▶ [REQUIRED WORK]:
Copy out the rows word for word, from the line containing "Check that every instance of the main landing" through the line containing "[[995, 133]]", with both of those lines included.

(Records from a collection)
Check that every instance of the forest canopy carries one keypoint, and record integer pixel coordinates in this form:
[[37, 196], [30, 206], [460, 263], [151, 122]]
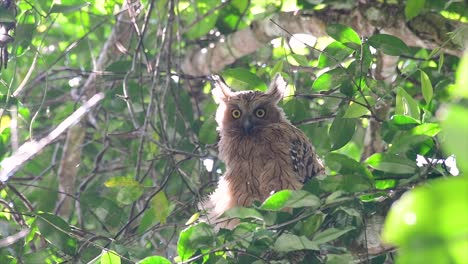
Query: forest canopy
[[108, 140]]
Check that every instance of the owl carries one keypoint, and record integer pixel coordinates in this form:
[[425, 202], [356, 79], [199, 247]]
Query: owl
[[263, 152]]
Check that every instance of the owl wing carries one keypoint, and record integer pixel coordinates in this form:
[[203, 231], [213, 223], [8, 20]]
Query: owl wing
[[305, 161]]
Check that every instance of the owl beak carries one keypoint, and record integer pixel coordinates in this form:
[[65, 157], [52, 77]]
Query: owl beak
[[248, 126]]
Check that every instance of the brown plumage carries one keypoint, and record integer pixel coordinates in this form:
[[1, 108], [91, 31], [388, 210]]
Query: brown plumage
[[263, 152]]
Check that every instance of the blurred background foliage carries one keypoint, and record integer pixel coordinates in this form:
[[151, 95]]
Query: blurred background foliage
[[147, 153]]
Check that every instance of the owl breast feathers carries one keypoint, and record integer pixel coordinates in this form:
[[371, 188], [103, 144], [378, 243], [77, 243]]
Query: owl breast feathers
[[263, 152]]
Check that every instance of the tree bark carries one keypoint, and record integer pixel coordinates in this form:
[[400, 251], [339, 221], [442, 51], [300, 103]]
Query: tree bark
[[366, 20]]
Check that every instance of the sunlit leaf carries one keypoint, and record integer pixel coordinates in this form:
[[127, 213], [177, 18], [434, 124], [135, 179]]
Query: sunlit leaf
[[356, 110], [429, 218], [333, 54], [278, 68], [243, 79], [59, 8], [300, 60], [330, 80], [242, 213], [154, 260], [341, 131], [121, 181], [330, 234], [197, 18], [404, 121], [461, 81], [161, 206], [289, 242], [406, 105], [426, 87], [57, 231], [194, 237], [391, 163], [414, 8], [455, 131], [291, 199], [110, 257], [354, 176], [345, 35]]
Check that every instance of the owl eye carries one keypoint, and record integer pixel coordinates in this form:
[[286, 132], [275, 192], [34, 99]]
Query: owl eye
[[236, 113], [260, 112]]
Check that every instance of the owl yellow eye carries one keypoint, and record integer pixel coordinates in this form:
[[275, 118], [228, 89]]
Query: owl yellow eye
[[260, 112], [235, 113]]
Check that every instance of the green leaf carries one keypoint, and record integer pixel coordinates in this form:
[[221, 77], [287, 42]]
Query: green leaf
[[461, 78], [290, 199], [428, 129], [193, 238], [441, 62], [64, 9], [404, 122], [148, 219], [330, 235], [406, 142], [161, 206], [154, 260], [333, 54], [345, 35], [300, 60], [406, 105], [121, 66], [341, 131], [354, 175], [57, 231], [109, 257], [414, 8], [278, 68], [426, 87], [128, 190], [455, 131], [356, 110], [330, 80], [197, 19], [289, 242], [121, 181], [430, 216], [243, 79], [207, 133], [388, 44], [243, 213], [391, 163], [6, 16]]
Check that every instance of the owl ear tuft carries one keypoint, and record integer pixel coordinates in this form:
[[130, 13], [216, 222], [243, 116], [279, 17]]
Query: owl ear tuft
[[277, 87], [221, 92]]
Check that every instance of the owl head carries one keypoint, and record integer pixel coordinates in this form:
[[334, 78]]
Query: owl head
[[248, 112]]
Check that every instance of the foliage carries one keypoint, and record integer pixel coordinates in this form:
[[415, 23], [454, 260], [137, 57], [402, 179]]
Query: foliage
[[149, 152]]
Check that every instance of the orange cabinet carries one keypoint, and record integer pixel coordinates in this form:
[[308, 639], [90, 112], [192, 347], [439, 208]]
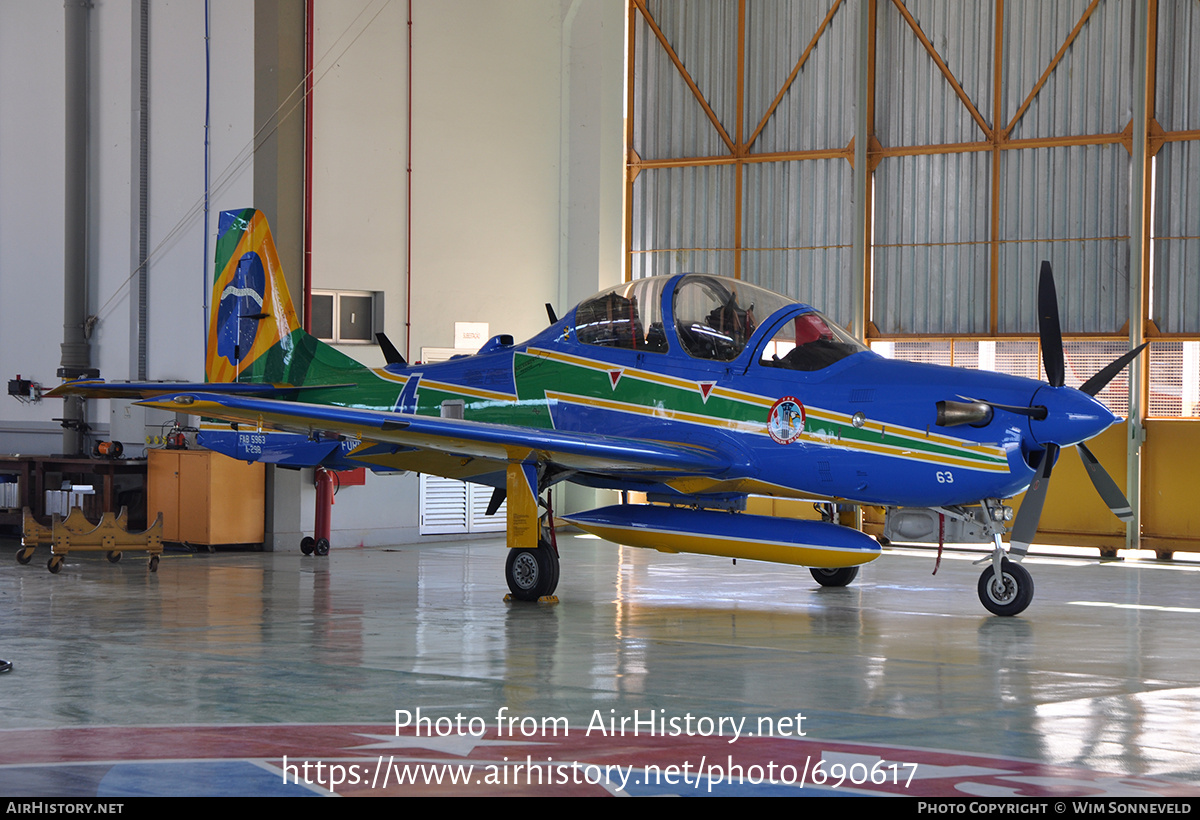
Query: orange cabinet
[[207, 497]]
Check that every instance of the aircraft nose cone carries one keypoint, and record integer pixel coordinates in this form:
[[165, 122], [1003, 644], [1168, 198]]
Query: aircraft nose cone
[[1072, 417]]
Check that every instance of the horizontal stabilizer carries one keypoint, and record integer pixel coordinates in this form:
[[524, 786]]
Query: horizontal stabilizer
[[736, 536], [100, 389]]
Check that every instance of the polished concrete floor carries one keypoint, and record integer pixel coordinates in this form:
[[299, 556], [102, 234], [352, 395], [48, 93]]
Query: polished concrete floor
[[225, 674]]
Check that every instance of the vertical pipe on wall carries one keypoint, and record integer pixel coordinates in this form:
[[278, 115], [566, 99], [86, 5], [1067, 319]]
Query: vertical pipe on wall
[[861, 175], [1139, 231], [408, 203], [208, 162], [76, 352], [309, 37], [143, 187]]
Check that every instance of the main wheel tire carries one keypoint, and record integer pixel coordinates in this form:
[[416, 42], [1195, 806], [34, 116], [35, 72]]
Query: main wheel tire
[[834, 578], [1014, 593], [532, 573]]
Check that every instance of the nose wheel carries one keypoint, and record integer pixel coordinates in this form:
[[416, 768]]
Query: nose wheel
[[1009, 593]]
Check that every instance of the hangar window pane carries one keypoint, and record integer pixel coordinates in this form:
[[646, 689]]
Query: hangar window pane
[[346, 317]]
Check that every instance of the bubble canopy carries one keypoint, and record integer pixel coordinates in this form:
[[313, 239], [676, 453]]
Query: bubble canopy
[[712, 318]]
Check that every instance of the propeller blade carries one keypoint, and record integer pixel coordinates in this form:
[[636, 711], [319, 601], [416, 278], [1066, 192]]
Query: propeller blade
[[1049, 329], [1104, 484], [1101, 379], [1026, 525]]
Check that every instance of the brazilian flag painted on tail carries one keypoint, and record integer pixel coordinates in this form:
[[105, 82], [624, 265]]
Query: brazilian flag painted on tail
[[253, 330]]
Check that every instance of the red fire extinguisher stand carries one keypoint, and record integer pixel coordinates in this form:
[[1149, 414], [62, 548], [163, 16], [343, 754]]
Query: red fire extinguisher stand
[[318, 543]]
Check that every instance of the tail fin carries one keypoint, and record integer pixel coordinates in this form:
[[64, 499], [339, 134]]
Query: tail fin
[[253, 330]]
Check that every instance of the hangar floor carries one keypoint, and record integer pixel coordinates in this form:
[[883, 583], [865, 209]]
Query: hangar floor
[[225, 674]]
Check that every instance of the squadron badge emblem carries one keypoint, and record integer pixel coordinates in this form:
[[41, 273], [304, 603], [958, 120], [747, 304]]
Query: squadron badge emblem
[[786, 420]]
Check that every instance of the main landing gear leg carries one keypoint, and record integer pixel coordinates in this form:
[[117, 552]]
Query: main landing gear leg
[[1006, 587], [532, 567]]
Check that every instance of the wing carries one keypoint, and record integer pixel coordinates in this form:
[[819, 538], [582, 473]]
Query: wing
[[93, 388], [496, 443]]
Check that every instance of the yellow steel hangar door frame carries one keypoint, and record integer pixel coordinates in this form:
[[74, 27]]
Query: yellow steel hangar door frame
[[995, 133]]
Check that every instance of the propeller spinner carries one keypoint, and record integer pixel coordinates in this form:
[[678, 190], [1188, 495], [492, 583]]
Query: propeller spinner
[[1057, 417]]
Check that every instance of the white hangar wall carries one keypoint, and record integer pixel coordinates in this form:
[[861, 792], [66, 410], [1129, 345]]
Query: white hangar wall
[[516, 185], [516, 133], [31, 190]]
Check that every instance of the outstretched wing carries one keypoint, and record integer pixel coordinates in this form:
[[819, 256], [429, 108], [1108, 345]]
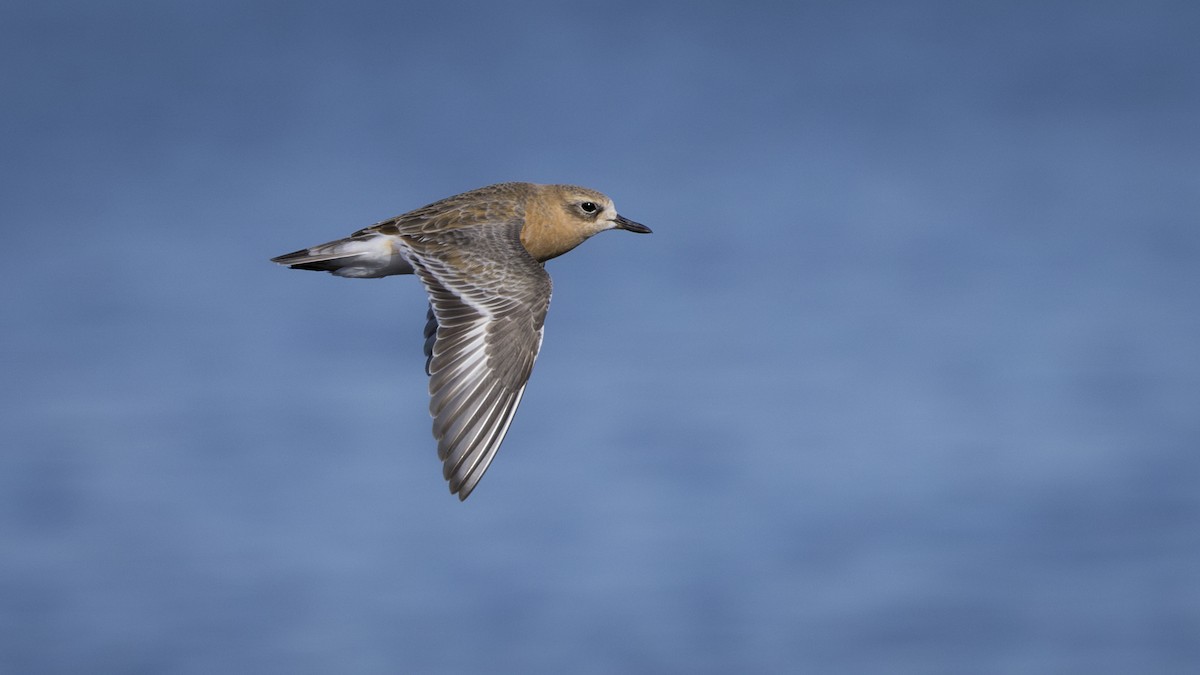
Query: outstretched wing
[[489, 299]]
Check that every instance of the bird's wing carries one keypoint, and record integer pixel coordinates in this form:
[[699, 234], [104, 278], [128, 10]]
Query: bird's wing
[[489, 300]]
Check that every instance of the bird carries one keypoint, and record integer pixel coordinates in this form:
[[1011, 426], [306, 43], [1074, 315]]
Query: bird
[[480, 256]]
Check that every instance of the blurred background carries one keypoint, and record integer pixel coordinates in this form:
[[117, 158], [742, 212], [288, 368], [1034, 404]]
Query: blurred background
[[906, 381]]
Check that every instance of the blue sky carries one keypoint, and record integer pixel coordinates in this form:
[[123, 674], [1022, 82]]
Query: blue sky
[[905, 380]]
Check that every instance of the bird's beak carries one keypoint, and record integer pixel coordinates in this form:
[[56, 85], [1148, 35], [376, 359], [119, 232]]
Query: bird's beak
[[625, 223]]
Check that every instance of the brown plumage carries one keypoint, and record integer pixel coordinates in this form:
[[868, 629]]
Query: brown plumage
[[479, 256]]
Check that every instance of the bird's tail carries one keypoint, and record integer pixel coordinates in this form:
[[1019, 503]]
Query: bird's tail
[[358, 256]]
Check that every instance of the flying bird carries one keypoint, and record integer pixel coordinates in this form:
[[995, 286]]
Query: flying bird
[[480, 256]]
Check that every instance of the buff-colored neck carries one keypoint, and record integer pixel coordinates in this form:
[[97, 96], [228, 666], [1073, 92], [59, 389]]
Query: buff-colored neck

▶ [TASK RESULT]:
Check that every instance of the main landing gear leg carries one keypoint, and record integer pixel coordinates in this form:
[[117, 552]]
Query: main landing gear leg
[[1006, 587], [532, 567]]
Check that every instance of the wing carries one keypoint, and record integer pixel coordinates in this form:
[[819, 538], [582, 473]]
Query: wing
[[93, 388], [496, 443]]
Check that every instance of the yellow steel hangar door frame carries one keypoint, and record integer pixel coordinates in this form:
[[74, 27]]
Query: yellow steel hangar door frame
[[995, 133]]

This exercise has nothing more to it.